* [Work to complete] The records below hold a stretch from the line with "Target: alloy wheel" through the line with "Objective: locate each instance of the front grille"; return exactly those lines, ends included, and nothing more.

* [Stored data]
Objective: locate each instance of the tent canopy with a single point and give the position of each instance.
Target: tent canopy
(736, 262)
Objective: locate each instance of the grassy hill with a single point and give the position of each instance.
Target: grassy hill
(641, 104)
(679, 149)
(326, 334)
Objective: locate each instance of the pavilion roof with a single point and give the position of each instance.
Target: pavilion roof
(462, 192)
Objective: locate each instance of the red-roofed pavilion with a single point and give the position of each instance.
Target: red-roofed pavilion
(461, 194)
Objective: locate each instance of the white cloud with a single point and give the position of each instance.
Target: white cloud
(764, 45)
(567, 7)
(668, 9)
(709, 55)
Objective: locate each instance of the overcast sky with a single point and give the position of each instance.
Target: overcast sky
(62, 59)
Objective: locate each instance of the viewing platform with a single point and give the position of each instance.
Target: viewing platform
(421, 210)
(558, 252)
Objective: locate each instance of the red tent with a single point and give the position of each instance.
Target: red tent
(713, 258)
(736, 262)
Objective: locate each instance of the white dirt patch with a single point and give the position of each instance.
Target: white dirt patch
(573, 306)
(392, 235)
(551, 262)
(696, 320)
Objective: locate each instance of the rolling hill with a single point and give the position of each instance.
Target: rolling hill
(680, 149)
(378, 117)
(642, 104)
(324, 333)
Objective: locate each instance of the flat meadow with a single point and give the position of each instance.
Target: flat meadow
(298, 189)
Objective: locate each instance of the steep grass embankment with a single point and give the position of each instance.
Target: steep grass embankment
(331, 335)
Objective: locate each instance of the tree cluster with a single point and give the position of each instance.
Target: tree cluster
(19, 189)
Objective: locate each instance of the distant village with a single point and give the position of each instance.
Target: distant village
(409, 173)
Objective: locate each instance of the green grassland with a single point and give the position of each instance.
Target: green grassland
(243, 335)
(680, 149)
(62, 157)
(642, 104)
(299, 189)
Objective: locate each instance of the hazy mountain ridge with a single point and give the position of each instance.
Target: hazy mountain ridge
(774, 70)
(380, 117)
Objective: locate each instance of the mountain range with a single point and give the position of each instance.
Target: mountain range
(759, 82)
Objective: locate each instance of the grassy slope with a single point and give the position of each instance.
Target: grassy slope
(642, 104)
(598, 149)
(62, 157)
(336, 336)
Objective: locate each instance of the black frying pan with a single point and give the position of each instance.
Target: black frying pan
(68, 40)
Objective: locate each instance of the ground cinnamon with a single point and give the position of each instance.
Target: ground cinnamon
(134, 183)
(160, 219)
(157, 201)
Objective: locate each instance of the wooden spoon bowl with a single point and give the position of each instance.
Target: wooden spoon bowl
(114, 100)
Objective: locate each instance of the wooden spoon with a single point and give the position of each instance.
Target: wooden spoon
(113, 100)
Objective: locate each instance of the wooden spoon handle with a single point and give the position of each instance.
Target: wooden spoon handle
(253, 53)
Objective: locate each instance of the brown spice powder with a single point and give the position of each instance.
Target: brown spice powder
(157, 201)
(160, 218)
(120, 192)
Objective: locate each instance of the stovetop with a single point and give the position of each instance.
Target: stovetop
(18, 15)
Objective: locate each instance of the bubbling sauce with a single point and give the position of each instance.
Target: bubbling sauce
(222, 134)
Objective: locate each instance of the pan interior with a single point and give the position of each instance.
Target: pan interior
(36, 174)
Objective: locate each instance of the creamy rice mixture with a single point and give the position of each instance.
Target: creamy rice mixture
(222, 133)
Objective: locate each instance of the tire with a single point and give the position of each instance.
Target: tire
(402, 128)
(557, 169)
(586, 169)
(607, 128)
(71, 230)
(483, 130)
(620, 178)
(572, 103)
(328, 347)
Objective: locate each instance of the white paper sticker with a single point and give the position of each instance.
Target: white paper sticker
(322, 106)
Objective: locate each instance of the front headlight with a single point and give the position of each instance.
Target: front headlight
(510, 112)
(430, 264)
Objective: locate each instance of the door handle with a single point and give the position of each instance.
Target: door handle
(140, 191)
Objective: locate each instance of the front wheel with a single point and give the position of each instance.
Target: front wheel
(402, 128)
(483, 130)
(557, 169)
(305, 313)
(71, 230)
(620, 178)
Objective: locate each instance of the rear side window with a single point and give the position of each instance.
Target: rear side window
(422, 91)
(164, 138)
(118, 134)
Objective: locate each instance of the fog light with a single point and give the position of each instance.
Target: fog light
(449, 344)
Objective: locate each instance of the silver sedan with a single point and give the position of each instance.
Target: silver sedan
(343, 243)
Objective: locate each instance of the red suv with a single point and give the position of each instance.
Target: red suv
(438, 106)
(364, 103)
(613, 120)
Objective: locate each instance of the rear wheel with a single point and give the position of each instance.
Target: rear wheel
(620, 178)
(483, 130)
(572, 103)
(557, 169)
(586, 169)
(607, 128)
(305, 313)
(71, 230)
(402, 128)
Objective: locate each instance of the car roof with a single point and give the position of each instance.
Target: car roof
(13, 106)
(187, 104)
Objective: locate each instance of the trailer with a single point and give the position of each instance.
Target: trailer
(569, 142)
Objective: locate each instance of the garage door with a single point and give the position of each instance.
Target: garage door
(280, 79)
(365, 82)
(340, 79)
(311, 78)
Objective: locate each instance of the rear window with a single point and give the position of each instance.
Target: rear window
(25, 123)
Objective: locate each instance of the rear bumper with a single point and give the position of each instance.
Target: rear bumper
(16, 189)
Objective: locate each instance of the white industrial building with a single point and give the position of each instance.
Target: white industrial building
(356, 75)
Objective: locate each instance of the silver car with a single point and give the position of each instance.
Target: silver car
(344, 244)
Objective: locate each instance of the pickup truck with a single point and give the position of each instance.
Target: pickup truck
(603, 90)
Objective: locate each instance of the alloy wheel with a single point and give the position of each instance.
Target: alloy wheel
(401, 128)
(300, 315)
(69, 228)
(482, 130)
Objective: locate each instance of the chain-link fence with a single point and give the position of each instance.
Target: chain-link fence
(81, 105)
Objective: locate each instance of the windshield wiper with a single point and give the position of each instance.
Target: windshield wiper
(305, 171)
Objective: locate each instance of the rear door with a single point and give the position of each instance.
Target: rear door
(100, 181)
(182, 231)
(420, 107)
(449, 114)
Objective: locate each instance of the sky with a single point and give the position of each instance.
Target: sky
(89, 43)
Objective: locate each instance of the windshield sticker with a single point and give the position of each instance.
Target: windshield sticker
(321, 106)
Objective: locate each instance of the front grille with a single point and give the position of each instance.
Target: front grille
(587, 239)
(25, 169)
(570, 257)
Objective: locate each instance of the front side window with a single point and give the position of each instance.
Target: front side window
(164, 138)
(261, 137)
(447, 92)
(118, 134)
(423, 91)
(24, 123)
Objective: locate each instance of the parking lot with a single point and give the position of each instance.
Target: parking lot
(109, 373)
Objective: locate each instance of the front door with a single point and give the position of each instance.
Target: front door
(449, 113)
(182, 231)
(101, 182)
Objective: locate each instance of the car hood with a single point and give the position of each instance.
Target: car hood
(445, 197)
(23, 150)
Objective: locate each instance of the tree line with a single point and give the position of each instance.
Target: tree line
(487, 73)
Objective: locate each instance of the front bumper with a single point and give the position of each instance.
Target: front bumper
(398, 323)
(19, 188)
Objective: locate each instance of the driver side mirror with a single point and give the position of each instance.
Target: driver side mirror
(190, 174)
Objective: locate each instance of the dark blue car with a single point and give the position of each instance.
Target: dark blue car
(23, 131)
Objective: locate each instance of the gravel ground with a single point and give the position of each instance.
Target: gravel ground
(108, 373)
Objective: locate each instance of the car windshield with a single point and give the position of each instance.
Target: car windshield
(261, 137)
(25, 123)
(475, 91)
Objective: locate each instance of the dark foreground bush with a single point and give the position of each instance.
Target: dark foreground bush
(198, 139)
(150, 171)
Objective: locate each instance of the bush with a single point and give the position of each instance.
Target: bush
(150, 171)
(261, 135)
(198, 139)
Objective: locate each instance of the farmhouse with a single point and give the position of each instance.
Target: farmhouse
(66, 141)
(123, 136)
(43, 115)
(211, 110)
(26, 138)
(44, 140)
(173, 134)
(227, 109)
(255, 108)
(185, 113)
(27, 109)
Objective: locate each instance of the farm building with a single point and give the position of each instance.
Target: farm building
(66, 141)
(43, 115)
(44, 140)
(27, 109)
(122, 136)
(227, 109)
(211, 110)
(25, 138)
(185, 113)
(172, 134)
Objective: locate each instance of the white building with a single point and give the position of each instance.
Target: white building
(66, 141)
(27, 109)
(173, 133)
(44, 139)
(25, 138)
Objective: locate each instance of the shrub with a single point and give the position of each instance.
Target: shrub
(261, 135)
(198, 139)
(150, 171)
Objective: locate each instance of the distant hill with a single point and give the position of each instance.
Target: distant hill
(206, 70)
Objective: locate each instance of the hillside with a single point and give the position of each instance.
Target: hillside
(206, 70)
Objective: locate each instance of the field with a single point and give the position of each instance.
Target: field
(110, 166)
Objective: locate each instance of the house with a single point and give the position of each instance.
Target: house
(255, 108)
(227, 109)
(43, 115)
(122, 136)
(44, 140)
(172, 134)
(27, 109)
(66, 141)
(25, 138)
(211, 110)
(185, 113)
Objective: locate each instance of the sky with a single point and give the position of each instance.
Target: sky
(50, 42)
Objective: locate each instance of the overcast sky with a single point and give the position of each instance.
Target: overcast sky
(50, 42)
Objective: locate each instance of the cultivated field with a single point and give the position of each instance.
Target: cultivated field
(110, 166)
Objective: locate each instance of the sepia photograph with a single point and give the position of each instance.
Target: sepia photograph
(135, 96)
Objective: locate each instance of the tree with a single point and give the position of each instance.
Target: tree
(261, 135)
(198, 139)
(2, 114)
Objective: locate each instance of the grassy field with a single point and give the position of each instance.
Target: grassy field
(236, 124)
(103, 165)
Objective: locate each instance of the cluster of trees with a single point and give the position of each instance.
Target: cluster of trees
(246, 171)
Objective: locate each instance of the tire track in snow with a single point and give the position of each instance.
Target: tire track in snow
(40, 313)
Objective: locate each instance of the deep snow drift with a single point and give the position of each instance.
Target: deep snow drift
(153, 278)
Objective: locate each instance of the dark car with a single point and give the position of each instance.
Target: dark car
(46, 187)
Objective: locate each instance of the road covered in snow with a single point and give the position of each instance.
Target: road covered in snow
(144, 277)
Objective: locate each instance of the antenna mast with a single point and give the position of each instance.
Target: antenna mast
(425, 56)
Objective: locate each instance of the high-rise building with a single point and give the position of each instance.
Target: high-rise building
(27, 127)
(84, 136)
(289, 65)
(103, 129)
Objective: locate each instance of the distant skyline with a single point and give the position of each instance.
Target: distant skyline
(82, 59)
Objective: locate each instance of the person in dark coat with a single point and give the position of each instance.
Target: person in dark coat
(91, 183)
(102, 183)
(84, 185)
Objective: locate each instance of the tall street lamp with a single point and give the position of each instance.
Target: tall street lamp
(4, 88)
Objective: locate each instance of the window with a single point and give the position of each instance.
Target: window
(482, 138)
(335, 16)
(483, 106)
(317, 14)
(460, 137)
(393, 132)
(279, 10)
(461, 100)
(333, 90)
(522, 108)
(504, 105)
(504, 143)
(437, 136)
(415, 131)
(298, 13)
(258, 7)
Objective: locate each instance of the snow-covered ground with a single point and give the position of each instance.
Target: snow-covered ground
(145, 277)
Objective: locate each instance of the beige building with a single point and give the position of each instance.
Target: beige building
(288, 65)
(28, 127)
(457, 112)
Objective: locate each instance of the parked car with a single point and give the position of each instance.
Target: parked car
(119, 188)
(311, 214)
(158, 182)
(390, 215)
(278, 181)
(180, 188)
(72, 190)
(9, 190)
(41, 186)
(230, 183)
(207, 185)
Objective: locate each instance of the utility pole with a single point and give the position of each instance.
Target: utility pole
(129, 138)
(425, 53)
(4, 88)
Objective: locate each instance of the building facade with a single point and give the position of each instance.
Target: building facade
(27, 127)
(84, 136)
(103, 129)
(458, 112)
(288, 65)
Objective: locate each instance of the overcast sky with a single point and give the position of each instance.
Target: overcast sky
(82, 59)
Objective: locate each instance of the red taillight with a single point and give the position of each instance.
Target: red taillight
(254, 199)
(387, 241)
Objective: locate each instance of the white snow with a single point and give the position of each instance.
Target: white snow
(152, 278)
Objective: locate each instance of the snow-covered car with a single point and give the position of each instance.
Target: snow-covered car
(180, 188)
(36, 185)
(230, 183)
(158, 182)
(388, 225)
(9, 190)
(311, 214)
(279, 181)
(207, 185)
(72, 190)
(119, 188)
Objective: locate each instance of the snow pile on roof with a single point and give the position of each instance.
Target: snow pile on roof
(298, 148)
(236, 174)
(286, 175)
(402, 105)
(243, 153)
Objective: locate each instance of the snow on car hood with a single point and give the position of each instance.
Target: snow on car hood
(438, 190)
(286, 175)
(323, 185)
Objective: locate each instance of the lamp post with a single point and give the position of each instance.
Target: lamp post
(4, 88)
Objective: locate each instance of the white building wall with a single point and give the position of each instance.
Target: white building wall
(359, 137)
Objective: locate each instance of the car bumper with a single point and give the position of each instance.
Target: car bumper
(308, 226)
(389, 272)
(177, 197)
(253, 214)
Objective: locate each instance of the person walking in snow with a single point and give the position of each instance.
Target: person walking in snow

* [Exercise answer]
Target: alloy wheel
(401, 128)
(300, 315)
(69, 228)
(482, 130)
Objective: locate each instance of the chain-link fence with a single point and give the position of each instance.
Target: chain-link fence
(81, 105)
Objective: locate each instance of the windshield wiper with a single point and give the position of each instance.
Target: windshield wiper
(305, 171)
Objective: locate each instance of the rear door with a single point and give the position of each instance.
Target: rear door
(100, 181)
(182, 231)
(420, 107)
(449, 114)
Objective: locate each instance of the sky with a single point and give the position of each instance.
Target: sky
(89, 43)
Objective: locate each instance of the windshield sticker with a single point and give the position of each instance.
Target: windshield sticker
(321, 106)
Objective: locate each instance of the front grille with a single point and give the position of each instance.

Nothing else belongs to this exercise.